• **Exercise directions**
An exact reproduction of all entries is required.

• **Records provided**

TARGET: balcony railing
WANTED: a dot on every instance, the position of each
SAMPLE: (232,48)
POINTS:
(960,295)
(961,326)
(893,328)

• **Answer section**
TARGET: balcony railing
WANTED: a dot on every instance, the position of each
SAMPLE: (232,48)
POINTS:
(960,295)
(961,326)
(893,328)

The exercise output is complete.